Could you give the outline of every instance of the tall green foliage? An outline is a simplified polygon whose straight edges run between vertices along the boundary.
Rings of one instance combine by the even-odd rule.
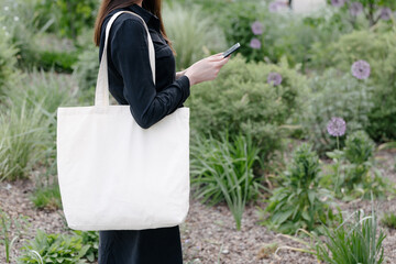
[[[365,130],[376,141],[396,139],[396,38],[395,31],[356,31],[343,35],[331,44],[323,57],[317,57],[327,66],[344,73],[359,59],[371,65],[372,74],[366,84],[373,87],[373,108],[369,112]],[[365,84],[363,82],[362,86]]]
[[[35,10],[42,14],[37,20],[41,24],[52,21],[50,31],[75,40],[85,28],[94,26],[98,7],[97,0],[43,0]]]
[[[165,6],[164,24],[176,51],[178,69],[186,69],[209,53],[219,53],[227,48],[221,29],[197,6]]]
[[[319,157],[311,145],[300,145],[294,152],[284,183],[270,198],[265,223],[284,233],[298,229],[323,232],[320,224],[328,224],[336,217],[329,205],[330,191],[319,187]]]
[[[82,257],[90,245],[82,245],[81,242],[82,238],[79,235],[46,234],[44,231],[37,230],[34,240],[29,241],[22,248],[18,263],[87,263]]]
[[[377,230],[374,209],[367,216],[356,211],[338,228],[326,229],[324,243],[317,244],[318,257],[329,264],[381,264],[386,235]]]
[[[245,204],[260,194],[260,178],[253,175],[257,154],[252,140],[243,135],[232,141],[226,135],[220,141],[198,138],[191,147],[191,184],[196,197],[211,205],[226,201],[238,230]]]
[[[270,73],[282,75],[279,86],[267,84]],[[300,109],[305,84],[286,62],[246,64],[241,56],[233,57],[215,81],[191,90],[186,103],[191,109],[191,129],[215,138],[224,131],[250,134],[261,148],[260,156],[268,157],[288,132],[284,124]]]
[[[0,102],[3,100],[7,85],[16,76],[16,53],[18,50],[11,44],[9,33],[0,29]]]

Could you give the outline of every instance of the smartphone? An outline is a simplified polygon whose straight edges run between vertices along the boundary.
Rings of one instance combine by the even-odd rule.
[[[233,45],[232,47],[230,47],[228,51],[223,52],[223,56],[228,57],[230,56],[232,53],[237,52],[238,48],[241,47],[241,44],[237,43],[235,45]]]

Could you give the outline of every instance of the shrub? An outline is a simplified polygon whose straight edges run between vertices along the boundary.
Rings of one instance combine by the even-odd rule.
[[[37,59],[34,35],[40,31],[35,22],[37,13],[32,12],[37,0],[3,0],[0,9],[2,30],[18,50],[19,66],[28,67]]]
[[[282,75],[282,84],[267,84],[270,73]],[[289,69],[264,63],[246,64],[241,56],[232,58],[215,81],[202,82],[191,90],[187,106],[191,109],[191,129],[198,133],[250,134],[268,157],[280,147],[286,120],[298,112],[305,78]]]
[[[86,26],[94,26],[98,7],[96,0],[42,0],[34,9],[40,14],[36,20],[38,24],[44,26],[52,21],[50,31],[75,40]]]
[[[353,217],[355,219],[351,220]],[[318,258],[329,264],[381,264],[384,261],[382,243],[386,235],[382,230],[377,233],[374,210],[369,216],[356,211],[338,228],[326,229],[326,241],[317,244]]]
[[[14,242],[22,235],[22,224],[26,223],[25,217],[19,217],[12,219],[8,213],[3,212],[0,208],[0,244],[4,245],[6,262],[10,263],[10,253]],[[14,232],[11,232],[11,228],[14,228]]]
[[[82,50],[78,55],[77,63],[73,66],[73,74],[78,80],[79,90],[86,92],[95,91],[99,72],[99,48],[94,45],[92,32],[85,32],[77,41],[77,45]]]
[[[220,3],[218,3],[220,6]],[[328,9],[307,18],[284,9],[270,11],[265,1],[233,1],[222,3],[223,19],[218,19],[229,45],[240,42],[240,52],[249,61],[277,63],[287,57],[290,65],[310,61],[310,50],[317,42],[329,43],[349,31],[349,28],[330,15]],[[254,32],[253,24],[261,24],[262,32]],[[252,45],[255,40],[256,46]],[[261,44],[261,45],[260,45]]]
[[[61,191],[57,184],[38,188],[32,195],[32,201],[38,209],[56,210],[62,208]]]
[[[18,263],[65,263],[82,264],[89,245],[82,245],[81,237],[66,234],[46,234],[37,230],[34,240],[22,246]]]
[[[177,53],[177,69],[188,68],[209,55],[209,51],[218,53],[227,48],[223,32],[213,25],[210,16],[202,14],[197,6],[165,6],[164,24]]]
[[[336,69],[315,76],[309,82],[310,94],[306,106],[307,114],[299,118],[304,123],[310,142],[319,154],[337,146],[336,138],[327,133],[327,123],[332,117],[346,122],[346,133],[362,130],[369,125],[369,114],[373,109],[373,88],[359,81],[350,74],[340,74]],[[341,139],[341,145],[344,139]]]
[[[191,186],[196,197],[216,205],[227,202],[241,229],[245,204],[260,194],[260,178],[253,175],[258,150],[251,139],[239,135],[231,142],[222,135],[198,138],[191,147]]]
[[[374,87],[374,107],[369,113],[366,132],[375,141],[396,139],[396,40],[394,32],[380,30],[356,31],[343,35],[328,48],[326,56],[317,57],[327,66],[350,73],[359,59],[371,65],[367,85]]]
[[[328,204],[331,194],[319,187],[319,157],[311,145],[302,144],[284,175],[284,183],[273,191],[265,209],[270,217],[264,223],[283,233],[298,229],[322,232],[320,224],[334,220]]]

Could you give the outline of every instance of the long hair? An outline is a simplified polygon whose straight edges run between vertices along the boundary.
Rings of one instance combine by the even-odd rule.
[[[99,8],[98,16],[95,22],[94,42],[96,46],[100,45],[101,26],[103,24],[106,15],[108,15],[111,11],[116,9],[125,8],[135,2],[136,0],[102,0]],[[161,14],[161,8],[162,8],[161,3],[162,0],[144,0],[142,3],[142,8],[155,14],[160,19],[161,34],[164,36],[164,38],[167,41],[168,45],[170,46],[172,51],[175,53],[175,51],[172,47],[172,43],[165,32],[164,22]]]

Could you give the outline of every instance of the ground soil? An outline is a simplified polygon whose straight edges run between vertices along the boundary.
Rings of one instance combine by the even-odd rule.
[[[396,184],[396,153],[382,151],[376,154],[376,161],[383,175]],[[12,218],[28,217],[29,227],[16,241],[11,252],[11,263],[19,255],[25,240],[34,238],[35,231],[68,232],[62,210],[37,210],[30,200],[34,190],[32,180],[0,183],[0,208]],[[342,210],[352,212],[355,209],[371,210],[371,201],[339,201]],[[315,256],[287,248],[305,249],[304,244],[294,242],[290,238],[268,230],[260,224],[257,208],[265,205],[248,205],[242,220],[242,230],[237,231],[233,218],[226,205],[208,207],[197,200],[191,200],[188,218],[180,226],[182,244],[185,263],[318,263]],[[396,198],[377,201],[378,217],[384,212],[396,212]],[[396,263],[396,230],[381,226],[387,238],[384,241],[385,263]],[[14,228],[11,235],[15,234]],[[0,245],[2,246],[2,245]],[[276,249],[279,248],[275,254]],[[6,263],[3,246],[0,248],[0,263]]]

——————————

[What is being asked] Output all of the entries above word for word, leaving out the pictures.

[Written response]
Could you give the outline of every instance of the tall green foliage? An outline is a simplified polygon whose straight edges run between vertices along the boundary.
Rings of one instance combine by the even-odd rule.
[[[365,130],[376,141],[396,139],[396,38],[395,31],[356,31],[343,35],[331,44],[323,57],[317,57],[327,66],[344,73],[359,59],[371,65],[372,74],[366,84],[373,87],[373,108],[369,112]],[[365,84],[363,82],[362,86]]]
[[[35,10],[42,14],[37,20],[41,24],[52,21],[50,31],[75,40],[85,28],[94,26],[98,7],[97,0],[43,0]]]
[[[165,6],[164,24],[176,51],[178,69],[186,69],[209,53],[219,53],[227,48],[221,29],[197,6]]]
[[[319,157],[311,145],[300,145],[294,152],[284,183],[270,198],[265,223],[284,233],[298,229],[323,232],[320,224],[328,224],[336,217],[329,205],[330,191],[319,187]]]
[[[82,257],[90,245],[82,245],[81,242],[82,238],[79,235],[46,234],[44,231],[37,230],[34,240],[29,241],[22,248],[18,263],[87,263]]]
[[[377,230],[374,209],[367,216],[356,211],[338,228],[326,229],[324,243],[317,244],[318,257],[329,264],[381,264],[386,235]]]
[[[245,204],[260,194],[260,178],[253,175],[257,154],[252,140],[243,135],[232,141],[226,135],[220,141],[198,138],[191,147],[191,184],[196,197],[211,205],[226,201],[238,230]]]
[[[270,73],[282,75],[279,86],[267,84]],[[300,109],[305,84],[286,62],[246,64],[241,56],[233,57],[215,81],[191,90],[186,103],[191,109],[191,129],[215,138],[224,131],[250,134],[261,148],[260,156],[268,157],[288,132],[284,124]]]
[[[0,102],[3,100],[7,85],[16,76],[16,53],[18,50],[11,44],[9,33],[0,29]]]

Could you give the outline of every instance of the smartphone? An outline is a simplified polygon whose straight edges run between vertices along the boundary.
Rings of one instance combine by the even-odd rule.
[[[233,45],[232,47],[230,47],[228,51],[223,52],[223,56],[228,57],[230,56],[232,53],[237,52],[238,48],[241,47],[241,44],[237,43],[235,45]]]

Could you give the outline of every instance of the shrub? An outline is a simplified polygon whose straight edges run between vertices along the boundary.
Rings of one instance combine by the even-odd rule.
[[[37,59],[34,35],[40,31],[35,22],[37,13],[32,12],[37,0],[3,0],[0,9],[2,30],[18,50],[19,66],[28,67]]]
[[[282,75],[282,84],[267,84],[270,73]],[[289,69],[264,63],[246,64],[241,56],[232,58],[215,81],[202,82],[191,90],[187,106],[191,109],[191,129],[198,133],[250,134],[268,157],[280,147],[286,120],[298,112],[305,78]]]
[[[86,26],[94,26],[98,7],[96,0],[42,0],[34,9],[40,14],[36,20],[38,24],[44,26],[52,21],[50,31],[75,40]]]
[[[353,217],[355,219],[351,220]],[[318,258],[329,264],[381,264],[384,261],[382,243],[386,235],[382,230],[377,233],[374,210],[369,216],[356,211],[338,228],[326,229],[326,241],[317,244]]]
[[[14,242],[22,235],[22,224],[26,223],[25,217],[19,217],[12,219],[8,213],[3,212],[0,208],[0,244],[4,245],[6,262],[10,263],[10,253]],[[14,232],[11,232],[11,228],[14,228]]]
[[[82,50],[78,55],[77,63],[73,66],[73,74],[78,80],[79,90],[86,92],[95,91],[99,72],[99,48],[94,45],[92,32],[85,32],[77,41],[77,45]]]
[[[220,3],[218,3],[220,6]],[[328,9],[307,18],[284,9],[270,11],[265,1],[233,1],[222,3],[223,19],[218,19],[229,45],[240,42],[240,52],[249,61],[277,63],[287,57],[290,65],[310,61],[310,50],[317,42],[329,43],[349,31],[349,28],[330,15]],[[254,32],[253,24],[261,24],[262,32]],[[252,45],[255,40],[256,46]],[[261,44],[261,45],[260,45]]]
[[[61,191],[57,184],[38,188],[32,195],[32,201],[38,209],[56,210],[62,208]]]
[[[18,263],[65,263],[82,264],[89,245],[82,245],[81,237],[66,234],[46,234],[37,230],[34,240],[22,246]]]
[[[177,53],[177,69],[188,68],[209,55],[209,51],[218,53],[227,48],[223,32],[213,25],[210,16],[202,14],[197,6],[165,6],[164,24]]]
[[[336,69],[315,76],[309,82],[310,94],[306,106],[307,114],[299,118],[304,123],[310,142],[319,154],[337,146],[336,138],[327,133],[327,123],[332,117],[346,122],[346,133],[362,130],[369,125],[369,114],[373,109],[373,88],[359,81],[350,74],[340,74]],[[341,139],[341,145],[344,139]]]
[[[191,186],[196,197],[216,205],[227,202],[241,229],[245,204],[260,194],[260,178],[253,175],[258,150],[251,139],[239,135],[231,142],[222,135],[198,138],[191,147]]]
[[[374,87],[374,107],[369,113],[366,132],[375,141],[396,139],[396,40],[394,32],[380,30],[356,31],[343,35],[328,48],[326,56],[317,57],[327,66],[350,73],[359,59],[371,65],[367,85]]]
[[[328,204],[331,194],[319,187],[319,157],[311,145],[302,144],[284,175],[284,183],[273,191],[265,209],[270,217],[264,223],[283,233],[298,229],[322,232],[320,224],[334,220]]]

Could you give the outline of every instance of the long hair? An outline is a simplified polygon whose straight edges run between vertices along the boundary.
Rings of one instance combine by the even-odd rule.
[[[99,8],[98,16],[95,22],[94,42],[96,46],[100,45],[101,26],[103,24],[106,15],[108,15],[111,11],[116,9],[125,8],[135,2],[136,0],[102,0]],[[161,14],[161,8],[162,8],[161,3],[162,0],[144,0],[142,3],[142,8],[155,14],[160,19],[161,34],[164,36],[164,38],[167,41],[168,45],[170,46],[172,51],[175,53],[175,51],[172,47],[172,43],[165,32],[164,22]]]

Could you give the outline of every instance of the ground soil? An outline is a simplified polygon whose straight edges run between vertices along the boundary.
Rings of one instance combine by the even-odd rule.
[[[396,184],[396,153],[382,151],[376,154],[376,161],[383,175]],[[12,218],[28,217],[29,227],[16,241],[11,252],[11,263],[19,255],[25,240],[34,238],[35,231],[68,232],[62,210],[37,210],[30,200],[34,190],[32,180],[0,183],[0,208]],[[342,210],[352,212],[355,209],[371,210],[371,201],[339,201]],[[315,256],[287,248],[305,249],[304,244],[294,242],[290,238],[268,230],[260,224],[257,208],[265,205],[248,205],[242,220],[242,230],[237,231],[233,218],[226,205],[208,207],[197,200],[191,200],[188,218],[180,226],[182,244],[185,263],[318,263]],[[396,198],[377,201],[378,217],[384,212],[396,212]],[[396,263],[396,230],[381,226],[387,238],[384,241],[385,263]],[[14,228],[11,235],[15,234]],[[0,245],[2,246],[2,245]],[[276,249],[279,248],[275,254]],[[6,263],[3,246],[0,248],[0,263]]]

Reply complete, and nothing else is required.